## begin TASK INPUTS
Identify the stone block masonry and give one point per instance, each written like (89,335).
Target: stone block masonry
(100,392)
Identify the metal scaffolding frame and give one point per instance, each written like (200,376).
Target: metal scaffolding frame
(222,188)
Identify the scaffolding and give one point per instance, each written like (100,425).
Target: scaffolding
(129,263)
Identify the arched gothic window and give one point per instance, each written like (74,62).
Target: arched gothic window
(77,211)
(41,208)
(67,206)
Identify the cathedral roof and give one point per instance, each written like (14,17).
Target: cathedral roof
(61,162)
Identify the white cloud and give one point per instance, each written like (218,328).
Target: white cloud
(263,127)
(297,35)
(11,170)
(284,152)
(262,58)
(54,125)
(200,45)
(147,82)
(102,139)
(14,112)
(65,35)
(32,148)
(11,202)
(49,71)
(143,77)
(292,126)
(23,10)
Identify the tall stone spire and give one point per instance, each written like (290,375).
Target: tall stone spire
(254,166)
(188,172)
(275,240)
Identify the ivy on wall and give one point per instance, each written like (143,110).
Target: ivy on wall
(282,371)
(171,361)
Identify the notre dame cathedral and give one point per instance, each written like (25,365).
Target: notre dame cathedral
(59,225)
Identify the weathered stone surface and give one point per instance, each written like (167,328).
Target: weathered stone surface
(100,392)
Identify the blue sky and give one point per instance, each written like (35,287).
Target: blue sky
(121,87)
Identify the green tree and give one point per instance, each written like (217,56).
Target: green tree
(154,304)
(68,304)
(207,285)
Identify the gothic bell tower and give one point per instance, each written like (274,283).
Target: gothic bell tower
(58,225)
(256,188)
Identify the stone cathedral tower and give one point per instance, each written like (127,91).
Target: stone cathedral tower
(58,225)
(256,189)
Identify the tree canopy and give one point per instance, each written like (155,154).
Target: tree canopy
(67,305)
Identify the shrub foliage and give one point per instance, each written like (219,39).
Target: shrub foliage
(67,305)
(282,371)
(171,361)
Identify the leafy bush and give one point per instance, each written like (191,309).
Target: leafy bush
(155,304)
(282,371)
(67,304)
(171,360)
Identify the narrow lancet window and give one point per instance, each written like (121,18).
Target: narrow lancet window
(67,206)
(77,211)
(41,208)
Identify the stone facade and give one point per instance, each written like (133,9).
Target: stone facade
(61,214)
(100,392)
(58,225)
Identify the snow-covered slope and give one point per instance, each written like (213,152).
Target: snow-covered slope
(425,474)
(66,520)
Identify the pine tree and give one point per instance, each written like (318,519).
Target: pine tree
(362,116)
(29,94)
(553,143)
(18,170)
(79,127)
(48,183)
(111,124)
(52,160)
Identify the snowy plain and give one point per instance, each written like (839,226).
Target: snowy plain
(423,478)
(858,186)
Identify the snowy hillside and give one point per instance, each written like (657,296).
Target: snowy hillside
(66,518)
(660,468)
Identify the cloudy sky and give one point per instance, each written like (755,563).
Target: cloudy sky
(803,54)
## end TASK INPUTS
OBJECTIVE:
Could you reproduce the material from the line containing "Identify the cloudy" through the end, replacing "cloudy sky" with "overcast sky" and leaving everything else unchanged?

TASK RESPONSE:
Identify the overcast sky and give one point per instance, each written like (755,563).
Target: overcast sky
(803,54)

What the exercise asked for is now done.